## Your instructions:
From the entries that follow, report every line in which "Target" occurs.

Excerpts from a dataset:
=== Begin Enclosure ===

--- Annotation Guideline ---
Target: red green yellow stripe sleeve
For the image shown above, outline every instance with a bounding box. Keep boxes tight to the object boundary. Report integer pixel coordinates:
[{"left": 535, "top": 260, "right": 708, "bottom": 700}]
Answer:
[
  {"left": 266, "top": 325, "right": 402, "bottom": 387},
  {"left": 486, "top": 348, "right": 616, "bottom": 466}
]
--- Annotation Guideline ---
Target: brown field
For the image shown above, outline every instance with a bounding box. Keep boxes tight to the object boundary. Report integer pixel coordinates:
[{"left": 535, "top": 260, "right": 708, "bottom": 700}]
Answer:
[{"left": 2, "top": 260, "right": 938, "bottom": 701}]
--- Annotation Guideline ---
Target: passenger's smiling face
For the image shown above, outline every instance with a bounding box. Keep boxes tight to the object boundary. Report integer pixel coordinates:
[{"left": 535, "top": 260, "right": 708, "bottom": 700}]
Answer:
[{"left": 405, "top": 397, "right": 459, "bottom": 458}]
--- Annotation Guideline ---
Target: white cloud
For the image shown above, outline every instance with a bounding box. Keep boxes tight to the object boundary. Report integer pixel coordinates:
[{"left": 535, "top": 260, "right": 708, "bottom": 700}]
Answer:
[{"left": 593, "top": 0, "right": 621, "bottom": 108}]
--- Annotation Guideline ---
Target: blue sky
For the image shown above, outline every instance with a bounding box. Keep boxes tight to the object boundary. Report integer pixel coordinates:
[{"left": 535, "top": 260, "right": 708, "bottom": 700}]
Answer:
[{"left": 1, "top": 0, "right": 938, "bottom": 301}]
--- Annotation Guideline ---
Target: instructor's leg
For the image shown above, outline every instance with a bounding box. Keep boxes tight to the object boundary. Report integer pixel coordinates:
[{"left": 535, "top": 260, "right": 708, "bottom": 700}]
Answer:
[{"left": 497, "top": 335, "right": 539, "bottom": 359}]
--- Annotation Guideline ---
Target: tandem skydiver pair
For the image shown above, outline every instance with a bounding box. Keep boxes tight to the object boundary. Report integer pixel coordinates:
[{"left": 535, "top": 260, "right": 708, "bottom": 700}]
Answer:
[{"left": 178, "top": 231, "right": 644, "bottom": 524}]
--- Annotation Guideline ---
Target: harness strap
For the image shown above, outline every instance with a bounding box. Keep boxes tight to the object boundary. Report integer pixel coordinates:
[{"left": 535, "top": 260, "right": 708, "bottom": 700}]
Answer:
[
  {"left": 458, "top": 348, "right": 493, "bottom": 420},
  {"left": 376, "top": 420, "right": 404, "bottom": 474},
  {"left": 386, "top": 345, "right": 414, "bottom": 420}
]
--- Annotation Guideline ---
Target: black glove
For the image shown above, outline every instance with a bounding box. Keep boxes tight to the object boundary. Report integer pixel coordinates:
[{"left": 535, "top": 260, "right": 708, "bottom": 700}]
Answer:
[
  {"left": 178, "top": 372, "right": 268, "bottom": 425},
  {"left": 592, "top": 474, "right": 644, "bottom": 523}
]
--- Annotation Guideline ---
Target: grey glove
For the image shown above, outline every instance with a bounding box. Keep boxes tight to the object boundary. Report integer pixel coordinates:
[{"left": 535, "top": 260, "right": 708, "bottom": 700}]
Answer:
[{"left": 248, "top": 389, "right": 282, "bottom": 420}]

=== End Enclosure ===

## Response area:
Target: red green yellow stripe sleeve
Target: brown field
Target: passenger's smiling face
Target: white cloud
Target: blue sky
Target: instructor's leg
Target: tandem skydiver pair
Target: harness strap
Target: black glove
Target: grey glove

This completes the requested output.